Given data:
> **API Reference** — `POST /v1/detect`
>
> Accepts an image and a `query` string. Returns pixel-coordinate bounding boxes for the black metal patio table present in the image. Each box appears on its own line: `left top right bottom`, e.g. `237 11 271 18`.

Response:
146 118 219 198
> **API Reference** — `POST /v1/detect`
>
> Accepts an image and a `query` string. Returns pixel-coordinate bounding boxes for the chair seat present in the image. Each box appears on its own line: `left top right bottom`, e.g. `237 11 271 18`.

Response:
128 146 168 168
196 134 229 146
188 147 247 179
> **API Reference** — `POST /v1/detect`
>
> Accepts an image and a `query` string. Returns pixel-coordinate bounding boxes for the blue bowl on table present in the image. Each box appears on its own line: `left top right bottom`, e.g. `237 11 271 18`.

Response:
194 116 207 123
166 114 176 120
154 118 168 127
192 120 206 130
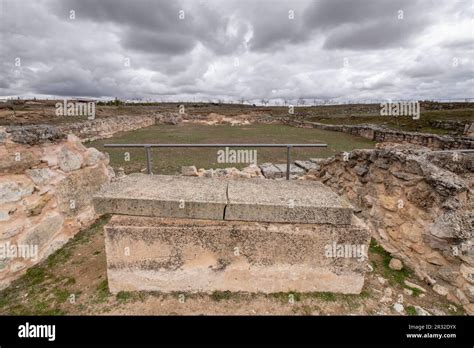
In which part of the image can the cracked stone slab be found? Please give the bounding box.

What is needed: The records above should be duplicated exactly, with none of their pictures kept.

Answer area:
> **API Reference** — `POST /v1/detect`
>
> Accepts an image and a `query` string. Returns pixel-coordinate bounding boxes for the black metal patio table present in the image. Each box appears on its own line: `left top right bottom`, e.g. `237 11 271 18`.

Response:
146 118 219 198
> **API Reference** — `POST /v1/detect`
>
> Accepts an image and a `query` string. Returns pixel-coordinate bounding boxes for the chair seat present in the image. Each box appears on its own line: `left top right bottom`, e.g. `237 11 271 18`.

Response:
128 146 168 168
196 134 229 146
188 147 247 179
> **API Reference** — `POST /v1/detect`
>
> Accepts an image and a `query` string. Returns pixel-coordinate bounding boxes for the blue bowl on table present in the image. Each box appears on its own line: `left top right bottom`, e.g. `237 11 271 18`.

Response:
194 116 207 123
166 114 176 120
154 118 168 127
192 120 206 130
In which part of the image can the cracked stone slab be found? Please give the bounding box.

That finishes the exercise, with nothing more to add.